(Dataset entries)
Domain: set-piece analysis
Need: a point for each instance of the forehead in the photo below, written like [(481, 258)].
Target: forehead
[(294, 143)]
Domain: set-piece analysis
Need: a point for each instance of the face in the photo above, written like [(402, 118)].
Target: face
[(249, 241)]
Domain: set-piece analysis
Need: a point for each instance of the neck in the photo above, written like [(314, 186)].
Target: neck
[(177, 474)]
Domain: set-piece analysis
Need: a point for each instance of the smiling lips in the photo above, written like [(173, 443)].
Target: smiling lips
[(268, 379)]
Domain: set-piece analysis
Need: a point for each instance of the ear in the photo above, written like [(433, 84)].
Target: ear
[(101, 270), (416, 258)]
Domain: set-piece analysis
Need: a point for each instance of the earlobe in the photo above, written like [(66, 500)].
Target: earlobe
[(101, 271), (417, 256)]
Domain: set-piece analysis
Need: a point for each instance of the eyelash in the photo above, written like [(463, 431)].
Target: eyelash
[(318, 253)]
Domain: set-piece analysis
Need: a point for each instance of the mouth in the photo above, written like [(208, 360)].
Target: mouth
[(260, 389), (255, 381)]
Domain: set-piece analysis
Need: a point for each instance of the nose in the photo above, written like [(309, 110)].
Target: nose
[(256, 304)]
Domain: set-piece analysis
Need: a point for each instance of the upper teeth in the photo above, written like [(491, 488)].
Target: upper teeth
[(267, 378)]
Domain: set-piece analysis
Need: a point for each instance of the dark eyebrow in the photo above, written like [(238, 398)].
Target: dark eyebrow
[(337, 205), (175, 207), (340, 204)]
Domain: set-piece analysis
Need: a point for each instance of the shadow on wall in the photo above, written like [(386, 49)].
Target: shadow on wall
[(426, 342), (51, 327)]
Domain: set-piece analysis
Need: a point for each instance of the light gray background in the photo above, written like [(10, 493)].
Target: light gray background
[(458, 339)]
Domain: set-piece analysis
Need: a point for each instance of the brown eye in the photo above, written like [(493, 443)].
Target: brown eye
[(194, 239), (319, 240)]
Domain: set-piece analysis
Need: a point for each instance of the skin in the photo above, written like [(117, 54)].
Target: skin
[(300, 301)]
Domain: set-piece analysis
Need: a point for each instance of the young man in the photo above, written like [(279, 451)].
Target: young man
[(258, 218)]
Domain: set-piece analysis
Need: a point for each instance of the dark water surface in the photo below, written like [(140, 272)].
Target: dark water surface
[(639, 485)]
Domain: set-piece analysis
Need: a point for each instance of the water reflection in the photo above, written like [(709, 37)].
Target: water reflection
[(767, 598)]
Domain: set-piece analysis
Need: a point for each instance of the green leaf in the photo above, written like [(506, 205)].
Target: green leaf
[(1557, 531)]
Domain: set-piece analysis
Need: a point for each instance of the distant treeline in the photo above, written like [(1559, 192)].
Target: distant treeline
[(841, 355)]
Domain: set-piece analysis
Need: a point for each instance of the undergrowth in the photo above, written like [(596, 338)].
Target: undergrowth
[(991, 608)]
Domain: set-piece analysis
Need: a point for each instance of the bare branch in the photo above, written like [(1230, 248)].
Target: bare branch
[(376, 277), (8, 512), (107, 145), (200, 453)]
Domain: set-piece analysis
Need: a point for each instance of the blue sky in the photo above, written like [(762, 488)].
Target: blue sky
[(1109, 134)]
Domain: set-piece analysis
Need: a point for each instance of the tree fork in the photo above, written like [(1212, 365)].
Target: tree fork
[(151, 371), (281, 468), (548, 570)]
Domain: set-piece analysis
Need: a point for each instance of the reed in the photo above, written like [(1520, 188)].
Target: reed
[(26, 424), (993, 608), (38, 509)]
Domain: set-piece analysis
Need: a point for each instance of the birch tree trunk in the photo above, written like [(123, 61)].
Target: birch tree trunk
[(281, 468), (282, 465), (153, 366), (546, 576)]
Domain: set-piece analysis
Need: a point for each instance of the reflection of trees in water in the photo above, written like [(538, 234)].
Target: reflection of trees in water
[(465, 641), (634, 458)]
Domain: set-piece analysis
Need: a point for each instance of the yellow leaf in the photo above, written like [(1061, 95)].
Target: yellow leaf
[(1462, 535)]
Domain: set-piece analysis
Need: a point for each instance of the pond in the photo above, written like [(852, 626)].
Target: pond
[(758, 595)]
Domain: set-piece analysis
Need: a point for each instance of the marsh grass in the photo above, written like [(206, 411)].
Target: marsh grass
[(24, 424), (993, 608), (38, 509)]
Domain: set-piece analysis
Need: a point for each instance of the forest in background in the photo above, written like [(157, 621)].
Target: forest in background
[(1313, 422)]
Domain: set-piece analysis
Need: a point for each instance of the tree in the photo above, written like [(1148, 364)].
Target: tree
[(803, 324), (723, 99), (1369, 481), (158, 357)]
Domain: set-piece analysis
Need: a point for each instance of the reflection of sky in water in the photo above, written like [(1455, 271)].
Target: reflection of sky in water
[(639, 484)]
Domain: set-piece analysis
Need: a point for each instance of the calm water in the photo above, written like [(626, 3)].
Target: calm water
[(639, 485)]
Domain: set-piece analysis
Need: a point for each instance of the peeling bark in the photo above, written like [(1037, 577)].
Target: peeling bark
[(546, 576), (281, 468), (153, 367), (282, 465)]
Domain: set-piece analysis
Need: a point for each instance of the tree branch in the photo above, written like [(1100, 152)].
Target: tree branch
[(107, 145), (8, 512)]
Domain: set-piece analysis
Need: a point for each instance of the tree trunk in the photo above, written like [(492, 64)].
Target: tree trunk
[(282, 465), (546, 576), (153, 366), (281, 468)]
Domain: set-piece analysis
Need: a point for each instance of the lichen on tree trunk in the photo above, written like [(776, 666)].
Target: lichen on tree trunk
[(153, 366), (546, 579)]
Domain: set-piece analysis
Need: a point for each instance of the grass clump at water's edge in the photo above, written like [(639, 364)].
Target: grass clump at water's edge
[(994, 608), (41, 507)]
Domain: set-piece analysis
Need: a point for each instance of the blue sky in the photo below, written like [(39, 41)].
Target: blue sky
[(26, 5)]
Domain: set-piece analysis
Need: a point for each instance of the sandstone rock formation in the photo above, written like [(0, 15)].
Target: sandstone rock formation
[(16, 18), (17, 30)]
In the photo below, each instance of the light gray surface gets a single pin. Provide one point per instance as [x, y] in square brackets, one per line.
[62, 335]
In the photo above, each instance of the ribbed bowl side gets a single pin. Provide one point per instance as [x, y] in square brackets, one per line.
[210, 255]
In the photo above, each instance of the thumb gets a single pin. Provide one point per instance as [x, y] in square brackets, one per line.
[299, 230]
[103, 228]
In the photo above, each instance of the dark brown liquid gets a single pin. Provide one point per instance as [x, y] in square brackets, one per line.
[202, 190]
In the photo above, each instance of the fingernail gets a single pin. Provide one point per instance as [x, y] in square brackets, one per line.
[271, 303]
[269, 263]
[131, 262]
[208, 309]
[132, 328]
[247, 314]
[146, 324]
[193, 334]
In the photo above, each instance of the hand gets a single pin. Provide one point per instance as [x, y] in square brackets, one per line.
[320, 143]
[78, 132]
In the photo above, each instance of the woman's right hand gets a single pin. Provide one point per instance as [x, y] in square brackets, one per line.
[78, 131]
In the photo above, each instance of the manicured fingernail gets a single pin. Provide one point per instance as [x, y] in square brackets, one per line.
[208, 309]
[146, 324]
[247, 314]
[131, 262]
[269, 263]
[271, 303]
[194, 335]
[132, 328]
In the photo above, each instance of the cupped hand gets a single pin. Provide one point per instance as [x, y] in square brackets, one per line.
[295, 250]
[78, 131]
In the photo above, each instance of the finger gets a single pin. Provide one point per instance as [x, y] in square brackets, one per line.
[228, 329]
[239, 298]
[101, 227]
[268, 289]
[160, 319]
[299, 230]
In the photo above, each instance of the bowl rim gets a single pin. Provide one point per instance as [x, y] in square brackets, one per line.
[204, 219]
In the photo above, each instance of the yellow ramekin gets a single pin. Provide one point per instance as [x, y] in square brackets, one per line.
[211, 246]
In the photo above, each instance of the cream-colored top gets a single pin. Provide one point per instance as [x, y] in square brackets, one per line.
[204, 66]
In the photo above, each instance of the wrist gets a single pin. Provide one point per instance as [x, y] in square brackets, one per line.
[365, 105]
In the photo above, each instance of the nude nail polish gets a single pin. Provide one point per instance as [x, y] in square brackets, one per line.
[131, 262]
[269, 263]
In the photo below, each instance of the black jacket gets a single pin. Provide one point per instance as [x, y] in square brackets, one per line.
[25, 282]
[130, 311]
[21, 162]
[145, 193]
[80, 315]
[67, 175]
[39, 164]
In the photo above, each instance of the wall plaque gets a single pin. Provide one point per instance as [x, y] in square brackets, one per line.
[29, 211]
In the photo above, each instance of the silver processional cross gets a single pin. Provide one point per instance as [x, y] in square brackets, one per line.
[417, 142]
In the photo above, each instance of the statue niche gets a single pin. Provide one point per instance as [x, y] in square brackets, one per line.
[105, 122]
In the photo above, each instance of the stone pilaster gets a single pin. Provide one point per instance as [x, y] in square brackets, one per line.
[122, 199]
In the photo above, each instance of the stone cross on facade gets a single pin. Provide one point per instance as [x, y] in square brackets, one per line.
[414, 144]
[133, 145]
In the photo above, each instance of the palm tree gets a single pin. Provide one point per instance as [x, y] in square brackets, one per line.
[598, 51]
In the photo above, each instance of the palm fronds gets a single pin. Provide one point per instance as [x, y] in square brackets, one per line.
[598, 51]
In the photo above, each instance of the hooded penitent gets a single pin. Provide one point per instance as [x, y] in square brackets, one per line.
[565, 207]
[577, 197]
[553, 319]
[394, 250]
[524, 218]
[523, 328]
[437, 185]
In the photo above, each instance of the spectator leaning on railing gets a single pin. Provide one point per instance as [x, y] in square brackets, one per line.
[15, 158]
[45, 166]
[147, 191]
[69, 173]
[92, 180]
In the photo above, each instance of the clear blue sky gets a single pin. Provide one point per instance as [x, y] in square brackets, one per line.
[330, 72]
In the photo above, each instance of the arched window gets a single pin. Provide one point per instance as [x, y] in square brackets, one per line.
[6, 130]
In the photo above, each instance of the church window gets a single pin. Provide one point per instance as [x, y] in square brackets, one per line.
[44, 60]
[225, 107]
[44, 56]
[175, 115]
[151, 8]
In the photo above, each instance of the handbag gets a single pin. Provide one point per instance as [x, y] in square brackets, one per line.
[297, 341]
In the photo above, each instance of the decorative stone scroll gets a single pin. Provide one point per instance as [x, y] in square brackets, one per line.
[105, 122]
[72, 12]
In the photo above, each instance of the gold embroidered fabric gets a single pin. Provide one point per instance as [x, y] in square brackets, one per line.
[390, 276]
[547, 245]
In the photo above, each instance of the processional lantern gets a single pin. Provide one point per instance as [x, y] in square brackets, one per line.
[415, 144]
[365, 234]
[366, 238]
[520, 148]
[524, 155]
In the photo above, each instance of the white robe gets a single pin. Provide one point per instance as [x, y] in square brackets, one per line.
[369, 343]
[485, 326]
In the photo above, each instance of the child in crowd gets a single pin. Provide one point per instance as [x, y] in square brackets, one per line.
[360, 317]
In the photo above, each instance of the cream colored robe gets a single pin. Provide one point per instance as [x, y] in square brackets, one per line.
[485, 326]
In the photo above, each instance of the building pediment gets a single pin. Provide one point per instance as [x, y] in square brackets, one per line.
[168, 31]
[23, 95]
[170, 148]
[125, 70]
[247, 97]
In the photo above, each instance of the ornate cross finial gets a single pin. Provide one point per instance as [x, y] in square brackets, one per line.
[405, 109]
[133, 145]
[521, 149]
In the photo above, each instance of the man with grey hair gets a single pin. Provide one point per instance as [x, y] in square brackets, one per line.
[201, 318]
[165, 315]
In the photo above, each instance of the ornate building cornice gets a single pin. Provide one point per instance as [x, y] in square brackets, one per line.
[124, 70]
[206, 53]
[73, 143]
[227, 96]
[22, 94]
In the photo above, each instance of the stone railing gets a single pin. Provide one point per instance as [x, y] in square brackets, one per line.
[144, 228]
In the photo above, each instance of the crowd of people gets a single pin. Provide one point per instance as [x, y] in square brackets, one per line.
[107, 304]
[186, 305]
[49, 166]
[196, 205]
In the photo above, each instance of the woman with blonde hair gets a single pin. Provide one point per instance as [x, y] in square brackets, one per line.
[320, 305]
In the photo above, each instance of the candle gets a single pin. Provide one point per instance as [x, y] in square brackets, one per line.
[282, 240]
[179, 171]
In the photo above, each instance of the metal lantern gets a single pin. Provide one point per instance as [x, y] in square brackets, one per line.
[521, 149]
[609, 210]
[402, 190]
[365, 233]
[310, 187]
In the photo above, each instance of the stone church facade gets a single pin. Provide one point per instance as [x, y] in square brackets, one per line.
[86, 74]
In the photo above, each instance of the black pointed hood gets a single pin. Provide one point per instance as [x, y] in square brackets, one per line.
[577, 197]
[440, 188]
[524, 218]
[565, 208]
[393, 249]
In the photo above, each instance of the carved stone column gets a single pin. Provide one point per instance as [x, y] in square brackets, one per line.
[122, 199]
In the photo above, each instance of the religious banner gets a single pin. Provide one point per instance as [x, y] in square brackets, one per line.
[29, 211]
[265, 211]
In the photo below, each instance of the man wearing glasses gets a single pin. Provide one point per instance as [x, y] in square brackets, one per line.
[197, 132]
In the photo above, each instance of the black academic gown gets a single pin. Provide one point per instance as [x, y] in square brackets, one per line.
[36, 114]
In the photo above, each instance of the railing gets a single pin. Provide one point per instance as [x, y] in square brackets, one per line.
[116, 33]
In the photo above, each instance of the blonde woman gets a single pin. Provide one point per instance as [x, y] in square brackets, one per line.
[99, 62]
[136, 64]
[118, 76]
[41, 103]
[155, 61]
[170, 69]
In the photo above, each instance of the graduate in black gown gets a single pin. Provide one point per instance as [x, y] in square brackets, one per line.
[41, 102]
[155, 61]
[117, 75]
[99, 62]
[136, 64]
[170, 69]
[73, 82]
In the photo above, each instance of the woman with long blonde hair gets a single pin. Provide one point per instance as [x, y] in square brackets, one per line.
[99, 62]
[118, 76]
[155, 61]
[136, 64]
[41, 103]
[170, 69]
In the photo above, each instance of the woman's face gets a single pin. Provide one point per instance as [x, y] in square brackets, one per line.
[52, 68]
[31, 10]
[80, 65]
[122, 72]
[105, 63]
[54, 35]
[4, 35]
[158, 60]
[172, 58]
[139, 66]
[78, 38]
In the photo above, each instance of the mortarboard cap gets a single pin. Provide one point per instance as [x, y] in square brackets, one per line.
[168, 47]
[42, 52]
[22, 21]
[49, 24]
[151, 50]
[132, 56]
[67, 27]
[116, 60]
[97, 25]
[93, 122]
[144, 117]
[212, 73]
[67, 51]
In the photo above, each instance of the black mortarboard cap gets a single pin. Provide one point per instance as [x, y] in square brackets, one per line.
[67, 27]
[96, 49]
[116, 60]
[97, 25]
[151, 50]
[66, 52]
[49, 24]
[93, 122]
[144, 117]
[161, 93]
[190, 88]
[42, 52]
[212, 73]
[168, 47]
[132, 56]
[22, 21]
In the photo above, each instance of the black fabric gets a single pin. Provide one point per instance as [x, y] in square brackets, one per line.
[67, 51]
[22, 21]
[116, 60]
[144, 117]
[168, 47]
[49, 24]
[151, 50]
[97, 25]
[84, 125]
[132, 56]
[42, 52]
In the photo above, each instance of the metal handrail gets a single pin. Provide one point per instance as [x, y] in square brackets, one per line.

▸ **Aim of the task**
From the data above, return every line from the line that has "Target: brown eye" up to and including the line that has "Need: a point for each instance of the green", exactly.

▸ **Task response**
Target: brown eye
[(194, 239), (319, 240)]
Domain: set-piece analysis
Need: a point for each instance of the skin in the photo above, written like [(117, 54)].
Target: skin
[(300, 301)]
Domain: set-piece analysis
Need: a point for each instance of the young man in the photo above, written like [(279, 451)].
Target: young man
[(258, 218)]
Domain: set-piece analysis
Need: a point for each instance of the dark water surface in the photo below, written like [(140, 272)].
Target: dark water surface
[(639, 485)]
Domain: set-piece analysis
Need: a point for each instance of the water reflection in the photo above, written like [(709, 37)].
Target: water reflection
[(767, 598)]
Domain: set-piece analysis
Need: a point for each instance of the green leaf in the photo above, written like [(506, 205)].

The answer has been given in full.